Source passage:

My battle with depression today, Nov. 27, 2013.
Depression is not a God or a demon or evil unless we would choose to make it so. If we do make depression a god or a demon or evil then we can choose to worship it or rejected as such and call it what it is-an illness.
We CAN call on the one true God to release us or sustain us, to show us, according to our belief, a way through the dark night of the soul.
Some would tell me that there is a way around it, I can’t see it, they say an escape is possible. For me there is only a holding on, an opening up to the Holy Spirit, the comforter. For me, I must embrace the darkness and work through it, punch through it, write through it, out to the light that I KNOW is there just beyond me waiting.
Advice and opinion from others seems to exacerbate the down-ness and confusion.
My doubt is great to fall, my fear great to overcome.
I have been here before-how did I get here again?
Paul in Galatians 4:8-10 makes it sound, to me, as if I am choosing this condition, that I’ve turned my back on God and chosen another God. I hope I’m misunderstanding that.
What I do believe is that there is an illness, a dis-of-ease with in me that is cyclical and clinical, circumstantial, not wholly curable but Holy manageable through God and the Holy Spirit and my communion with Jesus in THIS manner, in this manner right here-an opening up of my wounded soul to the healing, no matter how brief, or how many times I have to repeated the process throughout my day or throughout my life. What I can’t say to my neighbor I can share with my God.
What I regret most about all of this is the pain it puts on those I love.
My faith is in God.
My cross to bear is less with his hand, here, to help me, in quiet solitude, as I write and pray Thank You Father God.

Things to do:
1. Could you rewrite the journal entry from "Depression is not" up to and including "down-ness and confusion." with "the comforter" swapped for "the consoler"?
2. Which words in the journal entry are printed entirely in capital letters?
Answer using only the journal entry.

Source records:
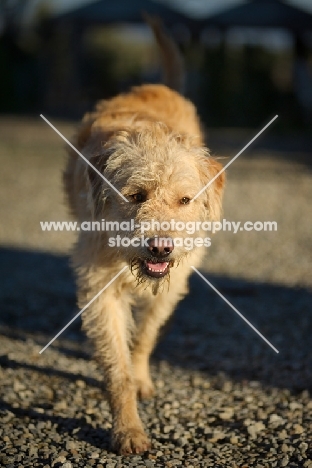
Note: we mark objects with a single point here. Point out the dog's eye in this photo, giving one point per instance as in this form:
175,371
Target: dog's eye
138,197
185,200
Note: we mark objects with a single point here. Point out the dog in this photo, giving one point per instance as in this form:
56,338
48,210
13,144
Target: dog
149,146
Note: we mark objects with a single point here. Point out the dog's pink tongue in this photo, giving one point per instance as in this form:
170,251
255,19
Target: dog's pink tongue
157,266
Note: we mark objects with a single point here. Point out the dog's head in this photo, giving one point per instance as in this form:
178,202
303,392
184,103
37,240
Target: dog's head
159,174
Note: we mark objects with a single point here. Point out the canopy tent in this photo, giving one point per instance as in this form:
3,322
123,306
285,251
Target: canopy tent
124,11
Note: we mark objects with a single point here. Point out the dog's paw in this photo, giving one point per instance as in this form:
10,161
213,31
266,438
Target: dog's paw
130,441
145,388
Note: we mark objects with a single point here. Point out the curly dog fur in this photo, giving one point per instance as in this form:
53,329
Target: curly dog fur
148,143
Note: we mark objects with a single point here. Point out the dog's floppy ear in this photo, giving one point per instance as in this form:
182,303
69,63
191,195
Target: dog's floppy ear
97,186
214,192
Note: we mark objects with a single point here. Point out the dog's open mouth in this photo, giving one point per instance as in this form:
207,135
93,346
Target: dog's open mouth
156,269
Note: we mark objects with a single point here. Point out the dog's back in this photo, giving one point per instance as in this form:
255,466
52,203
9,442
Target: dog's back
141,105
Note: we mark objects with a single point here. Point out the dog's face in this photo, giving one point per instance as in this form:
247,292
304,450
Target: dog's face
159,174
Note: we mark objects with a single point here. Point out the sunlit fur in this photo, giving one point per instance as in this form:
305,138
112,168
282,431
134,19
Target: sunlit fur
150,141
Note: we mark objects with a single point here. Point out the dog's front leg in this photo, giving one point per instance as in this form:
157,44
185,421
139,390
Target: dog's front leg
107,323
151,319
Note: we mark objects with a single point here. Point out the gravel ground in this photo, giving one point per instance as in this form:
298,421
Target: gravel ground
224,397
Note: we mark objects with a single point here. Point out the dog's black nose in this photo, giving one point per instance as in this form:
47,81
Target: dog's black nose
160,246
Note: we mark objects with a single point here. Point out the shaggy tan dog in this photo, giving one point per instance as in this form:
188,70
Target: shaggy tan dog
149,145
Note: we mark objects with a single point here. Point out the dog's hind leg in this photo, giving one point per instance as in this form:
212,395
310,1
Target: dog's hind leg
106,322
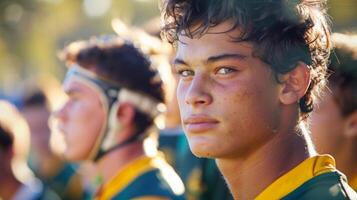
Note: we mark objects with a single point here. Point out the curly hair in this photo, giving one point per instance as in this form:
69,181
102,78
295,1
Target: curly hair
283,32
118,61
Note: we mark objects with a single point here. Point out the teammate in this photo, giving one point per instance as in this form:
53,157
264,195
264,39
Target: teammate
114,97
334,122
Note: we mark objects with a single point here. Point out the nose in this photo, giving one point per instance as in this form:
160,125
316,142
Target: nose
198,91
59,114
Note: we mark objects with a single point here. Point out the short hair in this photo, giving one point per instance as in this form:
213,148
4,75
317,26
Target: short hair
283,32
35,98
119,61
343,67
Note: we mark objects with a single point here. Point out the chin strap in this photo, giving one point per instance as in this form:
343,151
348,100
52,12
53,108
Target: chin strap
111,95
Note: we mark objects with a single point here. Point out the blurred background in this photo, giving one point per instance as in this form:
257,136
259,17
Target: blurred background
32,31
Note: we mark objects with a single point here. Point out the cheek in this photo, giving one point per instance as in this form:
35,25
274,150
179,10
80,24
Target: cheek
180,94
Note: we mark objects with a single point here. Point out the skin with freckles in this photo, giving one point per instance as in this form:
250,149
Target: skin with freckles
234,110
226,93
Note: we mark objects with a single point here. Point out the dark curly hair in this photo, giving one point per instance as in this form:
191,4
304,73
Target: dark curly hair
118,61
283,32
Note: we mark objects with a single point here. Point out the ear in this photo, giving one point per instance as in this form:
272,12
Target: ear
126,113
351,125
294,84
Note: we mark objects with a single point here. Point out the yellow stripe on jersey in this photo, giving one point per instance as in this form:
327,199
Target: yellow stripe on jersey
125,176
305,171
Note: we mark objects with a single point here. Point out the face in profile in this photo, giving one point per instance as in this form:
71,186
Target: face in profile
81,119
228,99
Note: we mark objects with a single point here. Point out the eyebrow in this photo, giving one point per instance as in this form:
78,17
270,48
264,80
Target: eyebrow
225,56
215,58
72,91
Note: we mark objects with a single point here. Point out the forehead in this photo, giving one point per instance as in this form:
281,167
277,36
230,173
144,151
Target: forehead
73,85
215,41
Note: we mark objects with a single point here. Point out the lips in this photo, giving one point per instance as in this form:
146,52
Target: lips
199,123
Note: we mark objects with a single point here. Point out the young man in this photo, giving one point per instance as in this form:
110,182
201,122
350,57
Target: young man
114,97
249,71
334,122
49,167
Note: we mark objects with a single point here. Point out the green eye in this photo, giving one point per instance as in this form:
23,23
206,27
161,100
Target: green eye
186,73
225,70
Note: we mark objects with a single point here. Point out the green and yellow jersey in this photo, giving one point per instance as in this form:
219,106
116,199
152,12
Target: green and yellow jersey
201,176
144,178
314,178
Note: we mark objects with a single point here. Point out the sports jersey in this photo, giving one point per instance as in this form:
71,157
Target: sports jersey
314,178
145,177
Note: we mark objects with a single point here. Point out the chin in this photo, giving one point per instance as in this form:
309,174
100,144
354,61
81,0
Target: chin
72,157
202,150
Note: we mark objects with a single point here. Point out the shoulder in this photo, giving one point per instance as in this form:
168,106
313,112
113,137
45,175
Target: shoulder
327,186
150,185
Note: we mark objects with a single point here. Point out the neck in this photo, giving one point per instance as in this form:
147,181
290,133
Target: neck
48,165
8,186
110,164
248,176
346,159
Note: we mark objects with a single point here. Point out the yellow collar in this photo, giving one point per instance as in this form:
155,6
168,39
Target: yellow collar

Response list:
1.
Depression is not a God or a demon or evil unless we would choose to make it so. If we do make depression a god or a demon or evil then we can choose to worship it or rejected as such and call it what it is-an illness.
We CAN call on the one true God to release us or sustain us, to show us, according to our belief, a way through the dark night of the soul.
Some would tell me that there is a way around it, I can’t see it, they say an escape is possible. For me there is only a holding on, an opening up to the Holy Spirit, the consoler. For me, I must embrace the darkness and work through it, punch through it, write through it, out to the light that I KNOW is there just beyond me waiting.
Advice and opinion from others seems to exacerbate the down-ness and confusion.

2. CAN, KNOW, THIS